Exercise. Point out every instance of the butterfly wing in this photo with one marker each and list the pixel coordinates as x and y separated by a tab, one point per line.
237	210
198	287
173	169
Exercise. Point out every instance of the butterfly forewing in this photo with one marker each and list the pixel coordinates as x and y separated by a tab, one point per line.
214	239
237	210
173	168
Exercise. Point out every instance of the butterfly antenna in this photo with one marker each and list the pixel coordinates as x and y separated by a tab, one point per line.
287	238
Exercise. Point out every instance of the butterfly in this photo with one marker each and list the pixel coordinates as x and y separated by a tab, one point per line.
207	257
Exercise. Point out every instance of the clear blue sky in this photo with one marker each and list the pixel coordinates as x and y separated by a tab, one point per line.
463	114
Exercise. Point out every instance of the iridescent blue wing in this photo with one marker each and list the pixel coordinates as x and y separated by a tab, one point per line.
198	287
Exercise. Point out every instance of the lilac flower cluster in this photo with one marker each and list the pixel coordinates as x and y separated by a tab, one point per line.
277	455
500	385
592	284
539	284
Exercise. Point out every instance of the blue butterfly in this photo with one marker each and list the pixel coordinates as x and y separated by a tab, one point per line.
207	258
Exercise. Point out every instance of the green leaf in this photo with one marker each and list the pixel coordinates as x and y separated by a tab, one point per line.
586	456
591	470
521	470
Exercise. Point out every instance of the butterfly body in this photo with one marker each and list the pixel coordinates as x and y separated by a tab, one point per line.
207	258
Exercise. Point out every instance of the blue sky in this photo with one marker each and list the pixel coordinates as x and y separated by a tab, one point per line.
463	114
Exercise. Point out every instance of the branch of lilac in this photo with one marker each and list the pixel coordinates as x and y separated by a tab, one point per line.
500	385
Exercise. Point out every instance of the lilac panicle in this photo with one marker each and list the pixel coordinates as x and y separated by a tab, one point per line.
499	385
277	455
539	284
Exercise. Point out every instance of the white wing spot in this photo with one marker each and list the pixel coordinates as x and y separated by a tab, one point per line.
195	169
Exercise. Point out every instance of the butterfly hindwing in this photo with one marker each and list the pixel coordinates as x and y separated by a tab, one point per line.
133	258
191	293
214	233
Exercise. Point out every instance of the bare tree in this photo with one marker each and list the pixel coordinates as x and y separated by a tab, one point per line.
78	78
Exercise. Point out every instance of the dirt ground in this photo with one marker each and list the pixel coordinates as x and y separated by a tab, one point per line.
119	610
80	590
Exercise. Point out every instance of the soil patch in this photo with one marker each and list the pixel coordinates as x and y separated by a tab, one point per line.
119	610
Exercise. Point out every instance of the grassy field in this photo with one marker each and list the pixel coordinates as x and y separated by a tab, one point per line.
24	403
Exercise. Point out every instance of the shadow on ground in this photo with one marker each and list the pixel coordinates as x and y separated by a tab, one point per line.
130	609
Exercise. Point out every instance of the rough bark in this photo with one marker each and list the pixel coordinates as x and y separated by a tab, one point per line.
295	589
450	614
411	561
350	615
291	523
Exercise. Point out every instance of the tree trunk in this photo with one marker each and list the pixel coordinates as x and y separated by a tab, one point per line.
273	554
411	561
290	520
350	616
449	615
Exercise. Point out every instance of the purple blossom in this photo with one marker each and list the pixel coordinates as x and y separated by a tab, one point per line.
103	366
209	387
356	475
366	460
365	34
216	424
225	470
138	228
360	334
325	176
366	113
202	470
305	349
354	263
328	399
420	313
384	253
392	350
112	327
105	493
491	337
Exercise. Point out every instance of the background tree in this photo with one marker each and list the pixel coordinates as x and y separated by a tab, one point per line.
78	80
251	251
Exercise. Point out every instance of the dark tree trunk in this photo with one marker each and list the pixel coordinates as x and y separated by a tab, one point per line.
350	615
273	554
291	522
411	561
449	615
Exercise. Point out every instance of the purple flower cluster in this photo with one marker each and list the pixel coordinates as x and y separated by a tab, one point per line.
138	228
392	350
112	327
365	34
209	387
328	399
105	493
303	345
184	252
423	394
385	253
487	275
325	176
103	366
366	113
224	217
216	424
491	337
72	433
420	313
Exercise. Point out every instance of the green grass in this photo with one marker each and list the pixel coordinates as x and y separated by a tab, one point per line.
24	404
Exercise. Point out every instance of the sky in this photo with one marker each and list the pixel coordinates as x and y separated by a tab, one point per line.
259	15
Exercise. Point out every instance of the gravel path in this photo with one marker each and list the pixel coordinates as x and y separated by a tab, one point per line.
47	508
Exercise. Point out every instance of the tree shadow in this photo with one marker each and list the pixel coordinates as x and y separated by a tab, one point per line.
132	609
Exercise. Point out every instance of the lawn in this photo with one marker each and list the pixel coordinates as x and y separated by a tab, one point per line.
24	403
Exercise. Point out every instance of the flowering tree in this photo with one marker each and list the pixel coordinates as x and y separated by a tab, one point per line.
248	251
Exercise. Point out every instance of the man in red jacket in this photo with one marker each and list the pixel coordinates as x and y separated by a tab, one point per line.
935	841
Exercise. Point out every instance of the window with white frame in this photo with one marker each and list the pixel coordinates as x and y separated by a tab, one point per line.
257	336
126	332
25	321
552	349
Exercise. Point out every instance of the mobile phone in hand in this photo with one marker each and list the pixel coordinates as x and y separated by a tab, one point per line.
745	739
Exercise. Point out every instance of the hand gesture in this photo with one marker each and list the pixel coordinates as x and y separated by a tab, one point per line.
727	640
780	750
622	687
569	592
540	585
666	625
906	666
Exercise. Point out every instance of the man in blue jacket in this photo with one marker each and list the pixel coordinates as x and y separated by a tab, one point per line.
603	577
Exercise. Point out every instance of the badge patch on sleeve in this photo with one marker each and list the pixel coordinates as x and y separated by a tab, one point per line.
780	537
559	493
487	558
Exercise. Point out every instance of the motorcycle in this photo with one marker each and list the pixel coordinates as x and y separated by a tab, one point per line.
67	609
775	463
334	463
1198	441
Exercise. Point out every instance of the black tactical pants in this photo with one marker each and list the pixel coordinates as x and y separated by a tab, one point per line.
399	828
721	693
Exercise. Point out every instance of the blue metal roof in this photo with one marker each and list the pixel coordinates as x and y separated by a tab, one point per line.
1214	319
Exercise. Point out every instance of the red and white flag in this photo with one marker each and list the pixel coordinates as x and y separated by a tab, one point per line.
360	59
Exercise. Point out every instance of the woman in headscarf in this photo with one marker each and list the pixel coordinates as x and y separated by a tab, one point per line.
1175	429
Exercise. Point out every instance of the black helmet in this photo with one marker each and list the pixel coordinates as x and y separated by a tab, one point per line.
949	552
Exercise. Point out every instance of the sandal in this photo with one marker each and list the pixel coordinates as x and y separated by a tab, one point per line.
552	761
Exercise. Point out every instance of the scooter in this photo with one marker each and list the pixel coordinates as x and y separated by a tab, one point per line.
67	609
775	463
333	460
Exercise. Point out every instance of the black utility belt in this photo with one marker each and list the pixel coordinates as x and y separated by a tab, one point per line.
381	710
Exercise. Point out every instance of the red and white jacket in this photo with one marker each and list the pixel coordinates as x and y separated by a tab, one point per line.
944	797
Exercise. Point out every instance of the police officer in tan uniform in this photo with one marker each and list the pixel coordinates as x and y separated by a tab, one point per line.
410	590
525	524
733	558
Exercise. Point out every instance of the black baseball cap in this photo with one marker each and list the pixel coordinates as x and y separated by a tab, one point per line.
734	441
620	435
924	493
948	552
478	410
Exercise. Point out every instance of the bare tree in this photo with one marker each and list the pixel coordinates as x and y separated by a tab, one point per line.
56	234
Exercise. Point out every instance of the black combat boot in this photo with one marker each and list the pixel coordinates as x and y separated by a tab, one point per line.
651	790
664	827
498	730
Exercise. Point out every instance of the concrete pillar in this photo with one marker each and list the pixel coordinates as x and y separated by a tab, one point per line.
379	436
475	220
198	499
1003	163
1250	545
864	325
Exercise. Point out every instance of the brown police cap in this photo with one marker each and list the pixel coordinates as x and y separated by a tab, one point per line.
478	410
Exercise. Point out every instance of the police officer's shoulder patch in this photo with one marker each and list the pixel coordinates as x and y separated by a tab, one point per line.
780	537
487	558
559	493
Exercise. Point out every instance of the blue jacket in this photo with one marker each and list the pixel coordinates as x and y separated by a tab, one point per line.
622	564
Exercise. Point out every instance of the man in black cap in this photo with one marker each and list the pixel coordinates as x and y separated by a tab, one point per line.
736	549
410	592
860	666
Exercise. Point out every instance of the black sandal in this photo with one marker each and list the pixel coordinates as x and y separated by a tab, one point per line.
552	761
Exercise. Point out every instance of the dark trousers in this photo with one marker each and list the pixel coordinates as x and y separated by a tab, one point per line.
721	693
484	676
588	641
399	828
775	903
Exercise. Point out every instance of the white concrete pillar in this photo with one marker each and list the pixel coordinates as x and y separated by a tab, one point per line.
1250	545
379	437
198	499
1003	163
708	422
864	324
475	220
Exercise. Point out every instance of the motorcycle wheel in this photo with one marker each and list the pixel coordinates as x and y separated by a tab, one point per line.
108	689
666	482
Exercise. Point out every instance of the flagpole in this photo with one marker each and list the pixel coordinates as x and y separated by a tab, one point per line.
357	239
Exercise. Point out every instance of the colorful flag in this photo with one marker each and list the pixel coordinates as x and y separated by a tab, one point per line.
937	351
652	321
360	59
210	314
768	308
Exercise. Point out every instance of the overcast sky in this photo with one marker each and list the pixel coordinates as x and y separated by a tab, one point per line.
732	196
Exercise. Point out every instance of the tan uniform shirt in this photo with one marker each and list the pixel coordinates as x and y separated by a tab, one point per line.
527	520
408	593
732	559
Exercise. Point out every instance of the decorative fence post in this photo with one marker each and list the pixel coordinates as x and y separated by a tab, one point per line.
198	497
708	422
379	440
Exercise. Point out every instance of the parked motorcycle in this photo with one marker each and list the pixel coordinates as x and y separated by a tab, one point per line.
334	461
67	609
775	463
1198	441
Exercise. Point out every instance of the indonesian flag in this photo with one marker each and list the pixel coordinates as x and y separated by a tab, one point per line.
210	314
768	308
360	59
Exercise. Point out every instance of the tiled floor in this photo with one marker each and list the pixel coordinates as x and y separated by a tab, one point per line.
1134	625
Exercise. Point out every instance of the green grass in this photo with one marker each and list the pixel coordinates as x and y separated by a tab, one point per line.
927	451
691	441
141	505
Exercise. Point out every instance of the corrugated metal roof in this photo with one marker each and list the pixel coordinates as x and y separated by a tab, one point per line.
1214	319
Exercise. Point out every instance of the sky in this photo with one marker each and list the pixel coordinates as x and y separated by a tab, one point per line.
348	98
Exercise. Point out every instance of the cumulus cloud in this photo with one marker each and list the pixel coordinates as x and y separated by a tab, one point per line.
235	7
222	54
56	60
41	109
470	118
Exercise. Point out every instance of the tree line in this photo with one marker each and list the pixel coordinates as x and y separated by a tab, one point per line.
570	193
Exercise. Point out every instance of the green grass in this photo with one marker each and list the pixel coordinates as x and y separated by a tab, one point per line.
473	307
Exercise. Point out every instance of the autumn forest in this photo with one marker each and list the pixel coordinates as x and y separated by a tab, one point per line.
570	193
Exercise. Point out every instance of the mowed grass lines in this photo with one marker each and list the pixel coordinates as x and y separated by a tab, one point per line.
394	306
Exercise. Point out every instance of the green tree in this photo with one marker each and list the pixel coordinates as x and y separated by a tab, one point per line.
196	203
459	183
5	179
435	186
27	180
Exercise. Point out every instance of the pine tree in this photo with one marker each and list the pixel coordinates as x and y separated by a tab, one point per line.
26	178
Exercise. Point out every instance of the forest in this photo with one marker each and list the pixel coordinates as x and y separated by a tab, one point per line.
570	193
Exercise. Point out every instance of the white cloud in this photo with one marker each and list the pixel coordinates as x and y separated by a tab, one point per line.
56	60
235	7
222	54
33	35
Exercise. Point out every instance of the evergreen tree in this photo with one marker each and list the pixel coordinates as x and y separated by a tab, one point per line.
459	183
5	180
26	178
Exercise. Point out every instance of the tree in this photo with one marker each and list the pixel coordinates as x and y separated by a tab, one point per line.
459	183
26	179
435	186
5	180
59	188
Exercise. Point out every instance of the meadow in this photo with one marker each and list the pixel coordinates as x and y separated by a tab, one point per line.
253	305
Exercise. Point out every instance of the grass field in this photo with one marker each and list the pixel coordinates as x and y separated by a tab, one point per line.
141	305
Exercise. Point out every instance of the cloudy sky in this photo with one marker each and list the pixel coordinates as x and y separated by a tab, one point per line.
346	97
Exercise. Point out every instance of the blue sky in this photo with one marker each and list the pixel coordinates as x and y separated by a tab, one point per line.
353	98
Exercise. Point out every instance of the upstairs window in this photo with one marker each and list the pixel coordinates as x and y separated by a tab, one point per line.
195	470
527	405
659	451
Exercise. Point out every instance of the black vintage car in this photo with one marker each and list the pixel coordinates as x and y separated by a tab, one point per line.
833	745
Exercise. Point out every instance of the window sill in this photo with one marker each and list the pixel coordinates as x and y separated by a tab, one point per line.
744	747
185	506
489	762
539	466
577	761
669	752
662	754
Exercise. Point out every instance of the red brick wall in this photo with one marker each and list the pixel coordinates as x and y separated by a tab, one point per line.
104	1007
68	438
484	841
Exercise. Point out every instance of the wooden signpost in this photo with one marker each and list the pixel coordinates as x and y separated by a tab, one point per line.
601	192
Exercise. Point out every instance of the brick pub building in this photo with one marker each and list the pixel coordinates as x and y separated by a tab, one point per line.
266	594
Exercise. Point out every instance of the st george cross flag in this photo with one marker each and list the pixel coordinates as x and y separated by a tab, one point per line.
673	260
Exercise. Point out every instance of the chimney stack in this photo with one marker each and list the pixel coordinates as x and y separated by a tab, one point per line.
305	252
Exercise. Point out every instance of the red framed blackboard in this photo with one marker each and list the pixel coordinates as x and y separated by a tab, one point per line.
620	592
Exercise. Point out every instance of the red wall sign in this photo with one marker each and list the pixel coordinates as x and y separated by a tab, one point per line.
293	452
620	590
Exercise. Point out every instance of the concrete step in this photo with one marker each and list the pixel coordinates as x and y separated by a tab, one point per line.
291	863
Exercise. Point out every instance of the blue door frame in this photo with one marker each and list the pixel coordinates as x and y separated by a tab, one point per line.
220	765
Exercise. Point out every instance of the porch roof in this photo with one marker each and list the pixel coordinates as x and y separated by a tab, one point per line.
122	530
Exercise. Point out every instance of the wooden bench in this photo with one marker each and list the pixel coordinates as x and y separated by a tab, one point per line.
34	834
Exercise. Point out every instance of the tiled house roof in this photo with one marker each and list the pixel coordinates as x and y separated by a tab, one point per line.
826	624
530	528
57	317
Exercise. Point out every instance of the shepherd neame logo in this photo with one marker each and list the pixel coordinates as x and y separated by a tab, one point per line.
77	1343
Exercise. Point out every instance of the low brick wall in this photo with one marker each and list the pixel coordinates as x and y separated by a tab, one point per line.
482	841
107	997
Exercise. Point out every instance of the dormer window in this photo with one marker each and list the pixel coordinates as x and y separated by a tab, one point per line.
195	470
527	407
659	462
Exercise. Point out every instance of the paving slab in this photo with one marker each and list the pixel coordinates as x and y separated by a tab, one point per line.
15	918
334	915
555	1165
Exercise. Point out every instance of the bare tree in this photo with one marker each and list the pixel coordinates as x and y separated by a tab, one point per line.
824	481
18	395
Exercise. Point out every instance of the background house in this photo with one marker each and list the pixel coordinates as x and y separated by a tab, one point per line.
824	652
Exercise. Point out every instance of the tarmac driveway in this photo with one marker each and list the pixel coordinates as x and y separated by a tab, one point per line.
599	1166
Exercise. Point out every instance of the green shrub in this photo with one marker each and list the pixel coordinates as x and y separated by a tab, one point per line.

-----

Repeat the line containing "Exercise. Point out every instance of the background house" and all subsequent lines through the final line of the data, exactly and with no others.

Response
Exercise. Point out every instance of the background house in this photo with one marker each and list the pixel coordinates as x and y separated by a tab, one point per line.
824	652
Exercise. Point out every instance of the tarmac driveway in this photo with one marker each and list the pixel coordinates as x and y separated by a tab, one point per line.
599	1166
Exercise. Point out every instance of the green shrub in this photo with one marker each and list the pixel coordinates as x and y separated by a tab, one point per line.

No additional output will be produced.